Text section:
***

It is worth noting that the two polarizations acquired by S-1 provided coherent information. However, few cases in which there is a depolarization of the signal can be spotted during the ripening phase. Here the repeated cycles of melting and refreezing can generate ice layers (Kattelmann and Dozier, 1999), which affect the polarization in different ways.
4.1.2 Alpe del Tumulo
For this station, the information about the LWC and SWE was derived through SNOWPACK. The calibration of the model was performed in order to achieve a high agreement in terms of snow height and snow temperature (see Table 3). For this station, the tracks T168 (descending, morning), T117 (ascending, afternoon) and T095 (descending, morning) are available. The LIAs for the three tracks are 40, 35 and 47∘, respectively.
A very short moistening phase can be identified in both years from the modeled LWC and SWE time series (Fig. 4c, d). These phases are well identified in the σ0 time series by a drop of the morning and afternoon signal. The situation of the runoff phase 2016/2017 looks similar to Zugspitze for the season 2017/2018: from the LWC and SWE time series two modes are visible, suggesting that the runoff was stopped by a cold period (with a new snowfall). This situation is reflected in the time series of the S-1 backscattering by the two characteristic U-shaped behaviors indicating that a first runoff started after the first minimum of σ0 and continued for some days following the monotonic increase in σ0, but then the process was stopped by a new wet snowfall that forced the backscattering to a new minimum. Finally, the runoff phase restarted, and the SAR signal increased again. However, the runoff phases identified from the SAR local minima seem to be anticipated by about 2 weeks with respect to the modeling results. Regarding the season 2017/2018, the runoff phase showed a more linear behavior which is represented by the characteristic shape of σ0 time series as the one identified in the Zugspitze test site. Finally, it is worth noting that the three tracks (T095 and T168, descending, and T117, ascending) acquired with different LIAs show very similar trends.
4.1.3 Clozner Loch
For this station, the information about the LWC and SWE was simulated with the SNOWPACK model. The calibration of the model was performed in order to achieve a high agreement in terms of snow height and snow temperature (see Table 3). The tracks T168 (descending, morning), T117 (ascending, afternoon) and T095 (descending, morning) are available for this station. The LIAs for the three tracks are 43, 36 and 39∘, respectively.
The season 2016/2017 is characterized by two melting phases (Fig. 4e). In fact, the snow was completely melted in the first half of April with a new fresh snowfall at the end of the month. For this reason, we highlighted the moistening–ripening–runoff snowpack alteration sequence two different times. Interestingly, the time series of the backscattering seems to properly follow the two melting processes with two characteristic U-shaped behaviors. The melting process for the season 2017/2018 was more linear (Fig. 4f), and the σ0 time series of the three tracks provides coherent information with the one extracted by analyzing the time series of LWC and SWE.
4.1.4 Malga Fadner
For this station, the information about the LWC and SWE was derived through the SNOWPACK model. The calibration of the model was performed in order to achieve a high agreement in terms of snow height and snow temperature (see Table 3). Four tracks are available for this station: T168 (descending, morning), T117 (ascending, afternoon), T044 (ascending, afternoon) and T095 (descending, morning). The LIAs for the three tracks are 46, 48, 38 and 34∘, respectively.

***

Entries from a pointing dataset:
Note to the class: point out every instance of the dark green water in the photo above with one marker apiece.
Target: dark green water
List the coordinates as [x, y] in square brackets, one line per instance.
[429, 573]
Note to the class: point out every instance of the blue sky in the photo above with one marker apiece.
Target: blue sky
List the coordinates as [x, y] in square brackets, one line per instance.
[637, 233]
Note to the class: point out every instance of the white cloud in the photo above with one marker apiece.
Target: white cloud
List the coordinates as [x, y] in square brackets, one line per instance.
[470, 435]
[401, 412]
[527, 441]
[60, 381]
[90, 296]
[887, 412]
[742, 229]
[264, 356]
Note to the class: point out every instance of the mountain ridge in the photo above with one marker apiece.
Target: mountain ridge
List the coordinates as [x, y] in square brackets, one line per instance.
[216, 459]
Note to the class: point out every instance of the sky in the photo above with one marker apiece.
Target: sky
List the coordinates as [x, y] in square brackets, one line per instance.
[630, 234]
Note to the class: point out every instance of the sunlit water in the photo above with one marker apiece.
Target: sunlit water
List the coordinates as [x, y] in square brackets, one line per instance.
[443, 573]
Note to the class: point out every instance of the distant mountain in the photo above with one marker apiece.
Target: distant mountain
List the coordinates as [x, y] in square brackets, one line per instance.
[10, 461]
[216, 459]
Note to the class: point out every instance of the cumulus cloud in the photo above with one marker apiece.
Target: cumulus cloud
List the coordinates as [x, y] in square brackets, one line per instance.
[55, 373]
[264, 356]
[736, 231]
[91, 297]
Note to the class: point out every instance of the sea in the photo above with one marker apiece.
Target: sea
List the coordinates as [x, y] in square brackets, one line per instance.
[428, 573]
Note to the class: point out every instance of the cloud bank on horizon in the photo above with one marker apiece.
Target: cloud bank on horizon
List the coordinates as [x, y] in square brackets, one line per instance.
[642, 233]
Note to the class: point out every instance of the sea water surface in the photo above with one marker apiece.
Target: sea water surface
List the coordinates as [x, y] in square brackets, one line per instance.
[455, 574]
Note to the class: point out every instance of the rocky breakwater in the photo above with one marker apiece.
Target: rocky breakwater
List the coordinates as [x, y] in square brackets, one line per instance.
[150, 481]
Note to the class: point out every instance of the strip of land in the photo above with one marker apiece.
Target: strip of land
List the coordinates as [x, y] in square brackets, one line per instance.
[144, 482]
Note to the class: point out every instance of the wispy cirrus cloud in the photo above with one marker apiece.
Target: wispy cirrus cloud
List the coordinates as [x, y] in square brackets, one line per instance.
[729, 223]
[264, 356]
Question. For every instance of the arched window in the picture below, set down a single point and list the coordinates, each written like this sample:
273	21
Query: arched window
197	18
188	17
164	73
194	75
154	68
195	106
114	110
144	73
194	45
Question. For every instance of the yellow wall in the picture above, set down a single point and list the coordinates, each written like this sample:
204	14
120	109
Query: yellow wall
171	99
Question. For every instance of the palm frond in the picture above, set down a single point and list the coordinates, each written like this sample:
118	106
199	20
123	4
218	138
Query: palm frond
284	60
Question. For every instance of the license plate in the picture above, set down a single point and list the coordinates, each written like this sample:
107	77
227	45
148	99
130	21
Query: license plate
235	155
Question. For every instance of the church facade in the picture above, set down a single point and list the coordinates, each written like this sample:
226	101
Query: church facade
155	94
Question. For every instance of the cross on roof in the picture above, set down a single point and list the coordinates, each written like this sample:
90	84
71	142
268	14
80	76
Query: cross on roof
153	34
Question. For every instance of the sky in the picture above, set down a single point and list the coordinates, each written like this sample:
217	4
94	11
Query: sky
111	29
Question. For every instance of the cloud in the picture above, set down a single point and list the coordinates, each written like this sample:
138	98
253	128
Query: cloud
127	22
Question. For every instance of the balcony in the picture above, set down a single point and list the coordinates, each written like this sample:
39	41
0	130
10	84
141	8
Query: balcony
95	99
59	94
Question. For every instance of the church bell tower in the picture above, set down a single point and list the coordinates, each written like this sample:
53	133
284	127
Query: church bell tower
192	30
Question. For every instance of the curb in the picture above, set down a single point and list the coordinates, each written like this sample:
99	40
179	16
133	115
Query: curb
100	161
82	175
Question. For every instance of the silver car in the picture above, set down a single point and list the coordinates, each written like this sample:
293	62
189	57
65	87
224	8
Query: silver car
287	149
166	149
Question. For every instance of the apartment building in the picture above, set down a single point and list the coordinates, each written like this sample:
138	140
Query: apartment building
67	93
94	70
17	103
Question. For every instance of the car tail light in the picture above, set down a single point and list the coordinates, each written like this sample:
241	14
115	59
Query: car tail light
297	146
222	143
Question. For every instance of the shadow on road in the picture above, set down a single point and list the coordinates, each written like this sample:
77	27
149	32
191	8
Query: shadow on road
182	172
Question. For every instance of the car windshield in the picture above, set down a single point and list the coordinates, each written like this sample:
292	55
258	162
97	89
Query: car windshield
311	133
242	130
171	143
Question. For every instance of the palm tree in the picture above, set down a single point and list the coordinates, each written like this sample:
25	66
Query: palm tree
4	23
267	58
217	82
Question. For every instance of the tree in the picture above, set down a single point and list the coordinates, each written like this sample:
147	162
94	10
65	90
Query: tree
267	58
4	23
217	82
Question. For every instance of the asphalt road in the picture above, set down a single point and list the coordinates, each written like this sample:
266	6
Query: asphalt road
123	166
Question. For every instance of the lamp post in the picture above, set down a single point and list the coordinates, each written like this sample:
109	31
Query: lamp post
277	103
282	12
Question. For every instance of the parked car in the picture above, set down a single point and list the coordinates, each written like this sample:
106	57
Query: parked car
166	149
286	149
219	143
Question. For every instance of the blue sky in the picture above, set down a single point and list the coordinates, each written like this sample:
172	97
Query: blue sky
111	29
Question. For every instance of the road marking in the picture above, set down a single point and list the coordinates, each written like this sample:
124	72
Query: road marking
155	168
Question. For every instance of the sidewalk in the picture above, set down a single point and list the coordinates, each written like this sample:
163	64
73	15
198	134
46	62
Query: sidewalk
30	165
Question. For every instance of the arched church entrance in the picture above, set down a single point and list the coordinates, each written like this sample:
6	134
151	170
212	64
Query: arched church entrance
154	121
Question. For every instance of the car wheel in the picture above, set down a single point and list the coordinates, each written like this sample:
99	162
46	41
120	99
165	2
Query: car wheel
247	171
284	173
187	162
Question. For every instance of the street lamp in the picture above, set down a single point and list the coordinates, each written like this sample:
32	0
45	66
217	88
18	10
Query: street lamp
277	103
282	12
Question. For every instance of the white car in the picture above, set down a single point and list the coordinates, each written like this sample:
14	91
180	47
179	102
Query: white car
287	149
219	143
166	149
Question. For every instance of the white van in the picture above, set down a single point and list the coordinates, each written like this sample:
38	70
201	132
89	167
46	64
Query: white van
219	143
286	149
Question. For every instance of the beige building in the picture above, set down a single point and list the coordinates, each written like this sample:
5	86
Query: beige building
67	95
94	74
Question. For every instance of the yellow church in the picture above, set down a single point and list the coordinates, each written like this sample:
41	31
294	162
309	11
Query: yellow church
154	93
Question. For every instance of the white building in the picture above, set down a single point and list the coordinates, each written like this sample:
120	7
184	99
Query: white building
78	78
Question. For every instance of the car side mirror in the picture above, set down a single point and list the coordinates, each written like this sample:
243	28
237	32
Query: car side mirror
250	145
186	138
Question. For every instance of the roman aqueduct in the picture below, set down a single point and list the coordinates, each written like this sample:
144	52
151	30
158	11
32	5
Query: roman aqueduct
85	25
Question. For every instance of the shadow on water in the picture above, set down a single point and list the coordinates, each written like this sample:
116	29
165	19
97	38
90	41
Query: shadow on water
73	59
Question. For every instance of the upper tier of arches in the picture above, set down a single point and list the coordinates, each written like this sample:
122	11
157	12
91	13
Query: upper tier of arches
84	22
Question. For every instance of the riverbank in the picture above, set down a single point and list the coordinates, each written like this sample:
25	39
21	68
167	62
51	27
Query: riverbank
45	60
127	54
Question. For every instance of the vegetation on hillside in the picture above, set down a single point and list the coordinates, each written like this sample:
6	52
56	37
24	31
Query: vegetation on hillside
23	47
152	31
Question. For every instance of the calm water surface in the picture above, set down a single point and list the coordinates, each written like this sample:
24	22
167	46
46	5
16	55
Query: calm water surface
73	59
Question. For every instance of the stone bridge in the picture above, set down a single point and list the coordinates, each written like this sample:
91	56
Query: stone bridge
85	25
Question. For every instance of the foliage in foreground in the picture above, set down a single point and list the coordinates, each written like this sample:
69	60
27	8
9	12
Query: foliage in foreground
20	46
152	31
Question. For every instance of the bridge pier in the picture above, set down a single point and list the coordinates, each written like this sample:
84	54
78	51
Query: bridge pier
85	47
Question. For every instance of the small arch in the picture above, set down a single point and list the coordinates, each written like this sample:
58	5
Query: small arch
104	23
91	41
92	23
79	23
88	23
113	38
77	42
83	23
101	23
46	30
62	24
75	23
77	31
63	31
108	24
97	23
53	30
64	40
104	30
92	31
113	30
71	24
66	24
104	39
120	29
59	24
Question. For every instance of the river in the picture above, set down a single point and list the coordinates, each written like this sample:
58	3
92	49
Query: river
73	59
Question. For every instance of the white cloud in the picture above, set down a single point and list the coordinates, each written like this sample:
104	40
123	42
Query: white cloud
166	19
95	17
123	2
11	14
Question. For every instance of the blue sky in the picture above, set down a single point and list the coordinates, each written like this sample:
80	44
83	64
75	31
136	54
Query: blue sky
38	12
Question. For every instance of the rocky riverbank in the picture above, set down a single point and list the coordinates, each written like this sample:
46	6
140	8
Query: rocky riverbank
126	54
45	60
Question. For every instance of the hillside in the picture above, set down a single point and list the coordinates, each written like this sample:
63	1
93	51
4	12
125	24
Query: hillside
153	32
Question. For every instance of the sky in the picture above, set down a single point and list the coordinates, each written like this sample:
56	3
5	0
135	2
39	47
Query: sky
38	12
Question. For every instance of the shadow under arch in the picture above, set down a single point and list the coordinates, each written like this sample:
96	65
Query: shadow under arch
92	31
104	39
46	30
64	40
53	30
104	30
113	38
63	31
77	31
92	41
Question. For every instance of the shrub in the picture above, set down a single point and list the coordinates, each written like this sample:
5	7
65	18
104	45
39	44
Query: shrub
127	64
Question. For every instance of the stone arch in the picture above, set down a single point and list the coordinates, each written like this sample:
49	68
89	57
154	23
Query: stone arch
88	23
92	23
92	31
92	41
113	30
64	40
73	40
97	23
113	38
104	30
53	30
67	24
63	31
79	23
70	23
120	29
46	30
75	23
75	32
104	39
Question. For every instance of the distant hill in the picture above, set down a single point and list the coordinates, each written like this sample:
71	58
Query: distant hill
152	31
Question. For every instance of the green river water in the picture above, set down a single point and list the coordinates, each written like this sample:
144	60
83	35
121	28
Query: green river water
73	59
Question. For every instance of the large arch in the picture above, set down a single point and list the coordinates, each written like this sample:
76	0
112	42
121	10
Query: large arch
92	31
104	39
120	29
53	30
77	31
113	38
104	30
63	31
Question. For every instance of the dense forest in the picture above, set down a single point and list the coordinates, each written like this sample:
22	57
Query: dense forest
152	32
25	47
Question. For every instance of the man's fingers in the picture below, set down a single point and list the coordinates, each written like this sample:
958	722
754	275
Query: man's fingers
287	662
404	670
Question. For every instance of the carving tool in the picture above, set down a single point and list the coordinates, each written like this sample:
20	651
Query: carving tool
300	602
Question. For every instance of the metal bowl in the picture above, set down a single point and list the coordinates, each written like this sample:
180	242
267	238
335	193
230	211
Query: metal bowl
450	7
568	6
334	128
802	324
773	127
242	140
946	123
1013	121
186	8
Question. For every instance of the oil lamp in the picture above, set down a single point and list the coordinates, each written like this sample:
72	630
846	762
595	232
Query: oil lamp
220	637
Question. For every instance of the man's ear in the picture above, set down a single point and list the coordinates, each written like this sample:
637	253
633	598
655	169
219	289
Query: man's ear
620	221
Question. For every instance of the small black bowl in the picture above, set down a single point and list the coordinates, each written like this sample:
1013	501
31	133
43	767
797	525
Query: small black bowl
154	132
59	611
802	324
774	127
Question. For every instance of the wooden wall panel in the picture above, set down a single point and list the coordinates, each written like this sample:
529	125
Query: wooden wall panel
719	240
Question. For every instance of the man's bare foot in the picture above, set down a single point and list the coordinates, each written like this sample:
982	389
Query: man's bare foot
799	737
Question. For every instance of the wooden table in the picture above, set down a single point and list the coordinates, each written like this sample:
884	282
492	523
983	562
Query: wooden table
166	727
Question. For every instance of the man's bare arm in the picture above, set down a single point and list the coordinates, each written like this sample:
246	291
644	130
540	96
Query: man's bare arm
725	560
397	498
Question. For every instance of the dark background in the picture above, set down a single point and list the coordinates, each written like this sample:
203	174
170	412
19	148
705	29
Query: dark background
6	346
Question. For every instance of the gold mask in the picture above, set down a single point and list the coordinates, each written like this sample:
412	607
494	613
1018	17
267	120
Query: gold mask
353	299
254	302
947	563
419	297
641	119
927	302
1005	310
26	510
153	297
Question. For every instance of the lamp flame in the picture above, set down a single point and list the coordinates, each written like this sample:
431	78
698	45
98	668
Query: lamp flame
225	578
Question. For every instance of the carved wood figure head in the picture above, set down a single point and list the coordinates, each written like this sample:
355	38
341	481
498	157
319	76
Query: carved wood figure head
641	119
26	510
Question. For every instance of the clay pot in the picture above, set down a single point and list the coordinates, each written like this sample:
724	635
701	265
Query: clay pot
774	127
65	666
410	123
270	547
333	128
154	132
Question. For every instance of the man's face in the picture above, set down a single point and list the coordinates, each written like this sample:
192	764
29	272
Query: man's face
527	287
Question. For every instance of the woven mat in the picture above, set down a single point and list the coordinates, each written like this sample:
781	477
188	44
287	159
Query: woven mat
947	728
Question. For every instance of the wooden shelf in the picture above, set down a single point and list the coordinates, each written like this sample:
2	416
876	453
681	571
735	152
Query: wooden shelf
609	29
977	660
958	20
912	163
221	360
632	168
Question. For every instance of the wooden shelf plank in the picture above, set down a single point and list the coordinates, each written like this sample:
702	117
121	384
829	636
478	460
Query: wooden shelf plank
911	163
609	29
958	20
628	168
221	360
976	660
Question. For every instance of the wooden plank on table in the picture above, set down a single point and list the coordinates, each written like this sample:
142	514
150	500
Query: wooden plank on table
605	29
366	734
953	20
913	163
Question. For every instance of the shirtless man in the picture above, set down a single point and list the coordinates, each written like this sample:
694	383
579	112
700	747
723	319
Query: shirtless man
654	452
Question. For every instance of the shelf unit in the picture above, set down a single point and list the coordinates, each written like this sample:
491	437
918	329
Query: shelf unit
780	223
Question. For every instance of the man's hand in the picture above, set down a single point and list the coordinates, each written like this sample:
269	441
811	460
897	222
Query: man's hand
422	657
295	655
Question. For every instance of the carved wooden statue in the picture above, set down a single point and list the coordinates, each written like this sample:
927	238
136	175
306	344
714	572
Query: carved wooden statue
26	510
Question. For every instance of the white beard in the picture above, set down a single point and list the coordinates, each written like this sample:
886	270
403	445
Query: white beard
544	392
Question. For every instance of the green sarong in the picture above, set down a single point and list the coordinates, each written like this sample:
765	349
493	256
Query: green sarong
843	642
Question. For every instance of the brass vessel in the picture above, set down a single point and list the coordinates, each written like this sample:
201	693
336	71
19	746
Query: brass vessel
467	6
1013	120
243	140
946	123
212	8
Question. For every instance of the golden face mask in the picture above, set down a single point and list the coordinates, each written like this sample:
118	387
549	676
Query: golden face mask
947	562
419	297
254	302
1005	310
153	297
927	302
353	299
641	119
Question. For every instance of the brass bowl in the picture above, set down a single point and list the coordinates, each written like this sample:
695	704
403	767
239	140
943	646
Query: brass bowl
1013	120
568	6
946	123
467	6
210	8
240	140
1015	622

***

Stated goal A: In the snowpack text, by about how much do the runoff phases identified from the SAR local minima at Alpe del Tumulo appear to be anticipated with respect to the modeling results?
Stated goal B: Using the snowpack text, decide whether each statement agrees with it, answering yes or no and quoting the words that settle it: (i) At Clozner Loch in the 2016/2017 season, the snow was completely melted in the first half of April. (ii) At Alpe del Tumulo, the three tracks show clearly different trends. (iii) At Clozner Loch, the LWC and SWE information was measured directly rather than modeled.
Stated goal C: Write the next part of the snowpack text, starting after its final sentence.

Task answer A: By about 2 weeks.

Task answer B:
(i) Yes: "the snow was completely melted in the first half of April with a new fresh snowfall at the end of the month."
(ii) No: "the three tracks (T095 and T168, descending, and T117, ascending) acquired with different LIAs show very similar trends."
(iii) No: "the information about the LWC and SWE was simulated with the SNOWPACK model."

Task answer C:
The trend of the melting process over the two seasons looks similar to Alpe del Tumulo. The season 2016/2017 is characterized by a consistent snowfall, which happened after an initial runoff phase of the snowpack. This together with a cold period stopped the process, which was resumed in May (Fig. 4g). The time series of the four tracks recorded by S-1 backscattering showed two characteristic U-shaped behaviors indicating that a first runoff started after the first minimum of σ0 and continued for some days following the monotonic increase in σ0, but then the process was stopped by a new wet snowfall that forced the backscattering again to the minimum. Nonetheless, the timings are different from the one identified with the modeled data of LWC and SWE. The strong depolarization may indicate a complex structure of the snowpack with different ice layers. The melting process for the season 2017/2018 was more linear, and the σ0 time series of the four tracks provides coherent information with the one extracted by analyzing the time series of LWC and SWE (Fig. 4e).
4.1.5 Weissfluhjoch
For this station, the information about the LWC and SWE was simulated with SNOWPACK; in addition, SWE GPS-derived measurements were available. The calibration of the model was performed in order to achieve a high agreement in terms of snow height and SWE (see Table 3). The tracks T168 (descending, morning), T117 (ascending, afternoon), T015 (ascending, afternoon) and T066 (descending, morning) are available for this station. The LIAs for the three tracks are 41, 33, 43 and 31∘, respectively.
The season 2016/2017 is characterized by an initial moistening phase, followed by a ripening phase that was delayed by a cold period, when the LWC decreases almost to 0 (Fig. 4i). In the middle of May a runoff phase started. The backscattering followed the different phases as expected. The season 2017/2018 is more regular, with a monotonic increasing of LWC indicating a short moistening followed by a regular ripening and the runoff. In this case the measured SWE anticipated the runoff onset of about 1 week with respect to the modeled SWE, which seems more in accordance with the S-1 data. The backscattering shows a similar behavior of other previously discussed cases with the characteristic U-shaped signal except for the T066 that present several oscillations in the VH polarization.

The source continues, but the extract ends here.